PAGE EXTRACT:
━━━
A Chinese story tells of a king who sacrifices his kingdom and all his wealth in order to learn the secret of immortality, fasting and praying for months; but when a sage of heaven shows up to give him the secret, he mocks his elderly appears, so the sage, annoyed, returns to heaven in a puff of mist, taking the secret with him.

Other mythic systems have the belief that if certain rules are followed or certain foods are eaten or certain chants or words are said, immortality will follow -- the Dionysian Cult, in Ancient Greece, believed drinking wine and dancing and following Dionysius would make you immortal; the Eleusian mystery religion, out of Athens, which we don’t know very much about, seems to have taught that first bathing, and then fasting, and then drinking blood (or maybe wine? There was also something to do with a piglet), would grant immortality. 

Another cult granted immortality through the eating of special bread and water. 

In general, though, all of these cults/religions stress the surrender of knowledge and the reversion to innocence, or the loss of immortality as we gain knowledge. The point seems to be that one can have knowledge or one can have immortality: not both.


Genesis Four: Cain and Abel 
Note that no reason is given for God to prefer Abel’s offering over Cain’s.

Note that God counsels Cain -- he can defeat sin if he wants to. (This is the first mention of sin in the Torah.)

Note that Cain doesn’t attempt that defeat. Note also Cain’s argument back to God. God says “Where is your brother?” and Cain counter-argues, saying, basically, “Why should I know? Isn’t that your job, to look after mankind?”

According to the Midrash, the answer to this, BTW, is no, it is not God’s job to look after us. It is our job to look after each other. How could God let Cain kill Abel? Well, he did not. Cain let Cain kill Abel. The answer to the question, “Am I my brother’s keeper?” is yes indeed.

Notice also that God does not kill or actively harm Cain for what he does to Abel; in fact, the mark he puts on Cain is a mark of protection.

Does God share some blame for what Cain does? By giving mankind free will, is he responsible, to some extent, for what we do with that free will? This question occupies the rabbis who create the Midrash.


Genesis Five: Nephilim 
Nephilim comes from the root nafal, which means fall. They’re the fallen ones. Make of that what you will. No one has a clue what this passage means.


Genesis Six: Noah 
Noah is blameless/righteous in his generation.
━━━
DATASET EXCERPT:
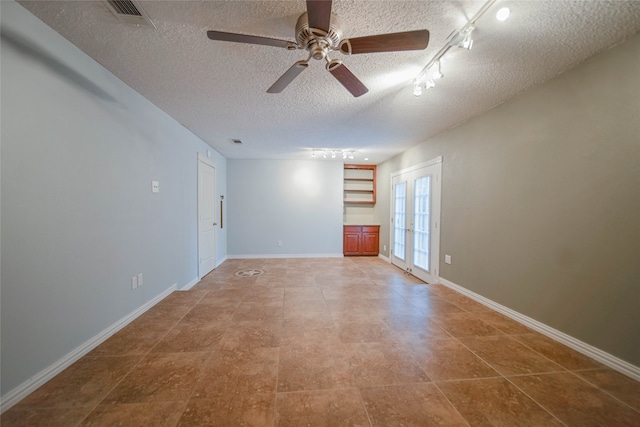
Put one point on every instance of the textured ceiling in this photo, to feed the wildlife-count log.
(218, 89)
━━━
ACTIVITY LIST:
[1] From the Genesis notes, extract the passage starting at "Does God share" and ending at "blameless/righteous in his generation.".
[2] In the Genesis notes, what does the root nafal mean?
[3] Pick up the Genesis notes after their final sentence and keep writing in the same style.

ANSWER LIST:
[1]
Does God share some blame for what Cain does? By giving mankind free will, is he responsible, to some extent, for what we do with that free will? This question occupies the rabbis who create the Midrash.


Genesis Five: Nephilim 
Nephilim comes from the root nafal, which means fall. They’re the fallen ones. Make of that what you will. No one has a clue what this passage means.


Genesis Six: Noah 
Noah is blameless/righteous in his generation.

[2] It means fall.

[3]
The rabbis aren’t sure what this means. Either he is just righteous for his time -- in some other time he would have been no big deal -- or he’s righteous and would have been righteous whenever he lived.

What exactly is upsetting God is also subject to debate. Most translators think the word means violence à God’s upset because everyone is too violent. But others think the word means lawless, as in people have stopped obeying the law. Well, what laws? We really don’t have any yet, except that one law we got in Genesis, be fruitful and multiple. (And don’t eat of the tree. Except we already did that, and now we can’t anymore, because the angel’s guarding the gate.) 

So some readers argue that that’s the law being broken -- that people stopped having kids, and God is mad about that. Such readers point out that Noah himself was 500 years old before he had babies. See? (So don’t use birth control, y’all, or else!)

The birds being sent out -- these are common to several flood myths, including Gilgamesh and Coyote’s floods myths (both Gilgamesh and Coyote use ravens, not doves).

The bit with the vineyard and the uncovering -- some interpreters see Ham as having castrated or otherwise sexually offended his father. Think of Cronos castrating Ouranos in Greek mythology. Another interpretation is Ham sexually molesting his father, which would allow the then-contemporary (400 BCE) readers justification for considering the descendents of Ham (the Egyptians and the Canaanites) sexual deviants and therefore fit to be conquered and enslaved.

Note the new rules: Be fruitful & multiple is not one, but now we can eat meat. Not blood, though! And now anyone who kills will be himself killed, not just banished, as before.